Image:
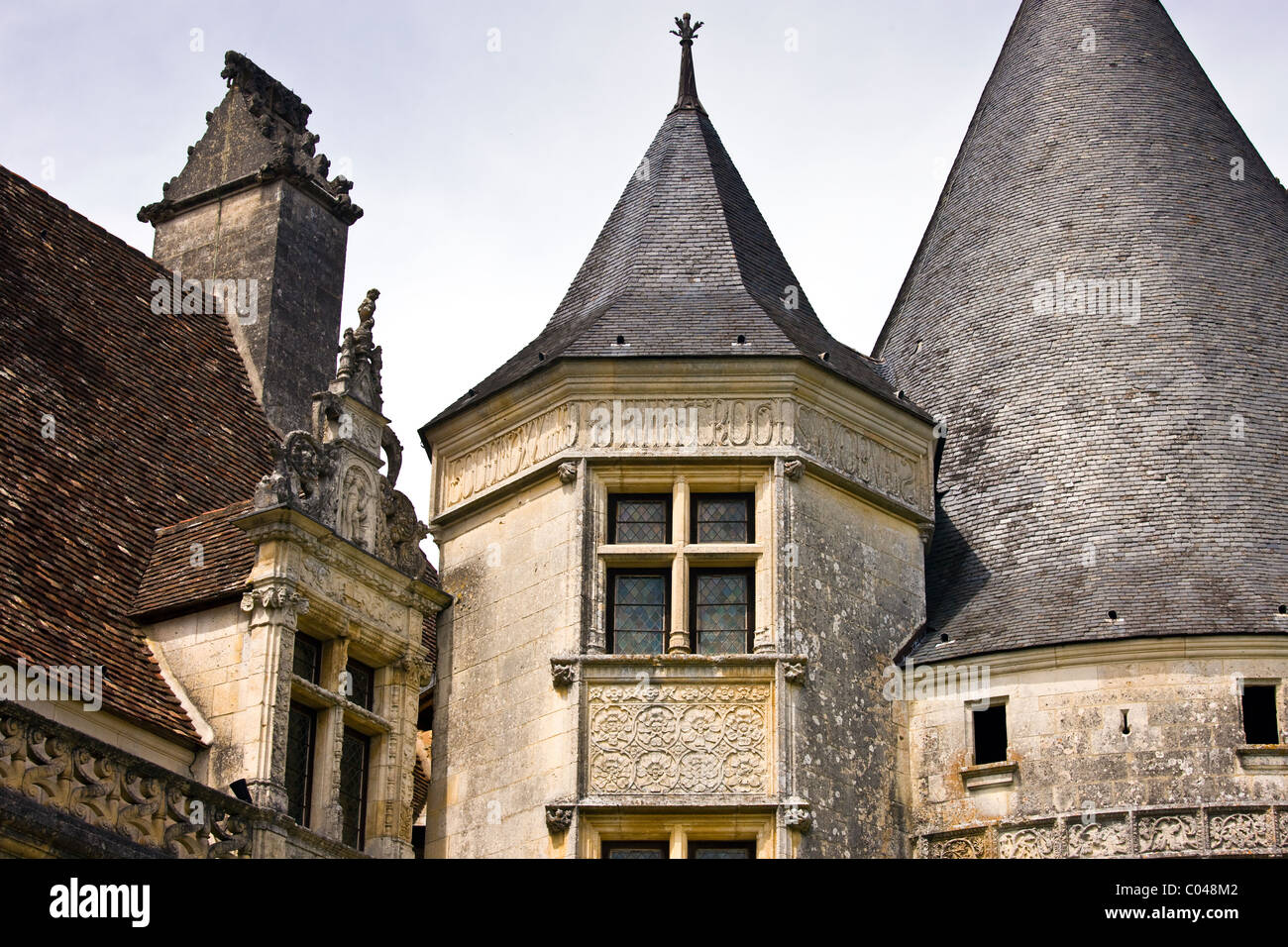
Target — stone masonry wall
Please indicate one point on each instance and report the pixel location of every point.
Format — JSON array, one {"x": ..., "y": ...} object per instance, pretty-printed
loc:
[
  {"x": 854, "y": 595},
  {"x": 503, "y": 737},
  {"x": 1065, "y": 732}
]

• [SHORT TASK]: Identify every line in the data above that contains the word "instance", and copy each of those lines in full.

• [FULL SOLUTION]:
Please indicate one point on each instance and report the pixel location of every point.
Format — JSON array, one {"x": ..., "y": ...} object per instance, pretty-printed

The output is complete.